Your goal: Output all records precisely as written.

Data for this exercise:
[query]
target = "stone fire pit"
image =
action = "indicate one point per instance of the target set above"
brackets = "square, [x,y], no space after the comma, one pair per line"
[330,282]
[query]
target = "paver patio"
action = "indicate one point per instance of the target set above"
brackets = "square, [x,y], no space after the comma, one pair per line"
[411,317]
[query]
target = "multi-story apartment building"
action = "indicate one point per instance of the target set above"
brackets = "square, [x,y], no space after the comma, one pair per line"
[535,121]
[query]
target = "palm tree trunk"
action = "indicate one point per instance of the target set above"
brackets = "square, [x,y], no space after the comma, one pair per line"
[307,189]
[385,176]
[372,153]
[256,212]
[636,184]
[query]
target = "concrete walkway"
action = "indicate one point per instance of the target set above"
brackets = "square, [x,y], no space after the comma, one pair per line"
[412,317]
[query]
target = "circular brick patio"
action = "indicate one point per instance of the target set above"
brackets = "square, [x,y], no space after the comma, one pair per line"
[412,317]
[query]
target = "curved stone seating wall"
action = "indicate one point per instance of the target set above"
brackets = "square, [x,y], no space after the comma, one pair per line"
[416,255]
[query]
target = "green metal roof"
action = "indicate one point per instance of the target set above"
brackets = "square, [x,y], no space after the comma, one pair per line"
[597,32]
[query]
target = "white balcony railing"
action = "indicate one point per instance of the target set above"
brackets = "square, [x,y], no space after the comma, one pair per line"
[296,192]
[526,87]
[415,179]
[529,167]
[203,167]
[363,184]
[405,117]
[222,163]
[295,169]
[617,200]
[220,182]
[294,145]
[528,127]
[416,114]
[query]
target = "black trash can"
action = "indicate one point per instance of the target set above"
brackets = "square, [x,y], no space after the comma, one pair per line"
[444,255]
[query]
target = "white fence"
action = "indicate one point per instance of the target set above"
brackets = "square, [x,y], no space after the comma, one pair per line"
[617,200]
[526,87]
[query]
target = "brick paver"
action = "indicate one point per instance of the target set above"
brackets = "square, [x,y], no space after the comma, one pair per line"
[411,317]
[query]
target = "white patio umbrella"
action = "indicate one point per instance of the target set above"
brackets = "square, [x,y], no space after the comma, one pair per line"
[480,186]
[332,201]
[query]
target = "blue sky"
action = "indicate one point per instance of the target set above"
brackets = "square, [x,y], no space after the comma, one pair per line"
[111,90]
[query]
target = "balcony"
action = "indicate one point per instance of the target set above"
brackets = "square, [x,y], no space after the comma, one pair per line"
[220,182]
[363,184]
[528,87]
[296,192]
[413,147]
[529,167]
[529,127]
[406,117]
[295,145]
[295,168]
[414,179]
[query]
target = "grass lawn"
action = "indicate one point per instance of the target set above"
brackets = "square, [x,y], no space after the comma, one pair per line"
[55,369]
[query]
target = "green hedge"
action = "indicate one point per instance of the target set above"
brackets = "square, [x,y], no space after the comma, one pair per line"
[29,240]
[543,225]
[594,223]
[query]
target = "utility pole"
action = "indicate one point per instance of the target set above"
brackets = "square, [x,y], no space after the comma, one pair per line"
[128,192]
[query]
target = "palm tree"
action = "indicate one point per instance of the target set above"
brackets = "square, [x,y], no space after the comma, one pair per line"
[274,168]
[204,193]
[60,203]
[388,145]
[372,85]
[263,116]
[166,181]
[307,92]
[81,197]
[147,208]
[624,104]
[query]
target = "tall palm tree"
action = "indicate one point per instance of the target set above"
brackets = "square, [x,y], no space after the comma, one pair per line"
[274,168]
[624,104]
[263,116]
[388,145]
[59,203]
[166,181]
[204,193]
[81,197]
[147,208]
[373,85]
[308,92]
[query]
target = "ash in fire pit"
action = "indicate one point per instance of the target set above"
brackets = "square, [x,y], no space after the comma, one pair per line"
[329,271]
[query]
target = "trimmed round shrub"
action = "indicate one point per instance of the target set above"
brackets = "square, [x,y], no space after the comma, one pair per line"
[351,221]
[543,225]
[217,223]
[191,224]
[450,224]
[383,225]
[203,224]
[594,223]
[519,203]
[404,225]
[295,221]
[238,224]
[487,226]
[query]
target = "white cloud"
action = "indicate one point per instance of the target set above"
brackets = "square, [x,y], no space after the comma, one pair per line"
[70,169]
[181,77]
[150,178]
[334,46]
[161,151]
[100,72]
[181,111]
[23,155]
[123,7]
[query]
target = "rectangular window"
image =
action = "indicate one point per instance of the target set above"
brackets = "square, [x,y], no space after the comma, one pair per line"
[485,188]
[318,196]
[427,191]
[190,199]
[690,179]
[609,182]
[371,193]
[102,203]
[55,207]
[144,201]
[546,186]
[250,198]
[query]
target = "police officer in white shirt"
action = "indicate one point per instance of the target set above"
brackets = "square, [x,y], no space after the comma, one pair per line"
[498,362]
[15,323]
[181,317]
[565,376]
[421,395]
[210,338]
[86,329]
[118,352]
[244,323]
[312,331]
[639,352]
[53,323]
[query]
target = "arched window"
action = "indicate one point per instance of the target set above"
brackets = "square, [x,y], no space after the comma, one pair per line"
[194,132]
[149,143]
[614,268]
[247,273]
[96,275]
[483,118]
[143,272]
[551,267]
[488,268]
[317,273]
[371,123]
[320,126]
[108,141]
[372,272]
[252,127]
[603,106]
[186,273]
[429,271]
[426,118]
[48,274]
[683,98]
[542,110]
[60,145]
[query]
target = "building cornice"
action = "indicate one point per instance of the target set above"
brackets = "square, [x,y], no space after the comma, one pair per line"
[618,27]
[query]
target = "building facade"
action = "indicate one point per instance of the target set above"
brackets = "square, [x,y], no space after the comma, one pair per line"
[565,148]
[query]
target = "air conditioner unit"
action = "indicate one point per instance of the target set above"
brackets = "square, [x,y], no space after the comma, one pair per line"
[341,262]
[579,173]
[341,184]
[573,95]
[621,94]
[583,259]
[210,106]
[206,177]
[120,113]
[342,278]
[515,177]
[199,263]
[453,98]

Expected output:
[query]
target = "stone fire pit"
image =
action = "indicate one point per instance of the target set above"
brackets = "square, [x,y], no space after the comma, one pair per line"
[330,282]
[query]
target = "paver patio"
action = "indicate one point per instance of the target set above"
brackets = "square, [x,y], no space after the comma, one pair per line"
[411,317]
[query]
target = "multi-story apartment building"
action = "indicate one point per instance of the target set above"
brackets = "square, [x,y], no space after the comma, one pair per line"
[535,121]
[query]
target = "palm tree trunk"
action = "indicate one point per instance of the target set above"
brackets = "square, [x,y], no space after the comma, one pair per line"
[307,189]
[385,176]
[372,153]
[256,212]
[636,184]
[query]
target = "concrete walkway"
action = "indicate one point per instance of the target set above"
brackets = "square, [x,y], no space after the comma, one pair per line"
[412,317]
[query]
target = "circular brick patio"
action = "indicate one point per instance of the target set above"
brackets = "square, [x,y], no space after the comma, one pair per line"
[412,317]
[query]
target = "curved stone seating wall"
action = "indicate one point per instance of the target set above"
brackets = "square, [x,y], no space after the comma, one pair per line"
[416,255]
[query]
target = "green metal roof"
action = "indicate one point per instance of the target set above"
brackets = "square, [x,y], no space after the comma, one pair per line"
[597,32]
[query]
target = "white balcony railing"
action = "indicate one point per instance of the target set above"
brackets = "square, [x,y], no space after the comma, one pair per line"
[296,192]
[526,87]
[415,179]
[529,167]
[203,167]
[363,184]
[405,117]
[222,163]
[295,169]
[617,200]
[220,182]
[294,145]
[528,127]
[416,114]
[query]
target = "black trash can"
action = "indicate one point per instance of the target set above"
brackets = "square, [x,y], no space after the comma, one pair per line"
[444,255]
[query]
target = "white fence"
action = "indicate one point per instance of the target set above"
brackets = "square, [x,y], no space after the comma, one pair per line"
[617,200]
[526,87]
[query]
target = "brick paver"
action = "indicate one point per instance of the target set above"
brackets = "square, [x,y], no space after the comma, one pair per line"
[411,317]
[query]
target = "white patio umbrella"
action = "indicate one point per instance of the target set above"
brackets = "square, [x,y], no space after the comma, one pair per line"
[480,186]
[332,201]
[query]
target = "blue sky"
action = "indicate one point per instance of the target set above"
brackets = "square, [x,y], no space after the comma, one pair per line"
[111,90]
[query]
target = "balcony"
action = "indicate one point per instance of the target set above"
brackets = "square, [x,y], no space after the comma, one pair per line"
[220,182]
[363,184]
[528,87]
[296,192]
[413,147]
[529,167]
[529,127]
[406,117]
[295,145]
[295,168]
[414,179]
[query]
target = "grass lawn"
action = "indicate one point per instance of the target set above"
brackets = "square, [x,y], no space after the comma, one pair per line"
[55,369]
[query]
target = "green hedge"
action = "indicate one point per instance of the target set above"
brackets = "square, [x,y], no space after the comma, one pair per line"
[29,240]
[543,225]
[594,223]
[query]
target = "utility pole"
action = "indicate one point per instance of the target set above"
brackets = "square, [x,y], no space after the comma, one pair per line"
[128,192]
[query]
target = "palm tree"
action = "indicate one point per instance of the target set above"
brackets = "square, [x,y], no space after the comma, one pair per line"
[274,168]
[204,193]
[60,203]
[388,145]
[372,85]
[263,116]
[166,181]
[307,92]
[81,197]
[147,208]
[624,104]
[query]
target = "tall palm tree"
action = "indicate one point per instance of the target set above"
brackets = "square, [x,y], no space after the comma, one pair per line"
[274,168]
[624,104]
[263,116]
[388,145]
[59,203]
[166,181]
[204,193]
[81,197]
[147,208]
[373,85]
[308,92]
[query]
target = "ash in fire pit"
action = "indicate one point per instance of the target set above"
brackets = "square, [x,y], no space after the comma, one pair per line"
[329,271]
[query]
target = "trimmed round shrub"
action = "indicate one point per instance of the target set above"
brackets = "square, [x,y], no space after the comma, one pair per line"
[351,221]
[543,225]
[217,223]
[191,224]
[450,224]
[383,225]
[203,224]
[594,223]
[519,203]
[404,225]
[295,221]
[238,224]
[487,226]
[query]
target = "white cloud"
action = "indicate one point per instance of the target set above"
brackets = "square, [x,y], no space after the comma, one pair per line"
[70,169]
[181,77]
[150,178]
[334,46]
[161,151]
[100,72]
[181,111]
[23,155]
[123,7]
[query]
target = "rectangular window"
image =
action = "indicate one point per instance of the target set above"
brackets = "square, [x,y], no space after the comma, one pair per line"
[485,188]
[318,196]
[427,191]
[190,199]
[690,179]
[609,182]
[371,193]
[102,203]
[55,207]
[144,201]
[546,186]
[250,198]
[query]
target = "police officer in white shirt"
action = "indicate one point per instance of the target set above"
brackets = "square, [x,y], no space after the comma, one pair per line"
[498,362]
[15,323]
[181,317]
[565,376]
[421,395]
[210,338]
[86,329]
[118,352]
[244,323]
[312,331]
[639,352]
[53,323]
[query]
target = "arched window"
action = "indicate one point per instance of the target set above"
brackets = "square, [x,y], no space after the comma, one pair per line"
[194,132]
[149,143]
[614,268]
[247,273]
[96,275]
[483,118]
[143,272]
[551,267]
[488,268]
[317,273]
[371,123]
[320,126]
[108,141]
[372,272]
[252,127]
[603,106]
[186,273]
[429,271]
[426,118]
[48,274]
[683,98]
[542,110]
[60,145]
[query]
target = "building cornice"
action = "indicate one point per instance of the target set above"
brackets = "square, [x,y], no space after the comma, one pair per line"
[618,27]
[query]
target = "building facade"
action = "indicate one point per instance of the target set above"
brackets = "square, [x,y], no space after the comma, one pair per line"
[565,148]
[query]
target = "air conditioner unit"
action = "indicate one point per instance of the target set above"
brackets = "square, [x,y], no space after the comma, one pair per line"
[341,262]
[579,173]
[341,184]
[573,95]
[621,94]
[583,259]
[210,106]
[206,177]
[120,113]
[342,278]
[515,177]
[199,263]
[453,98]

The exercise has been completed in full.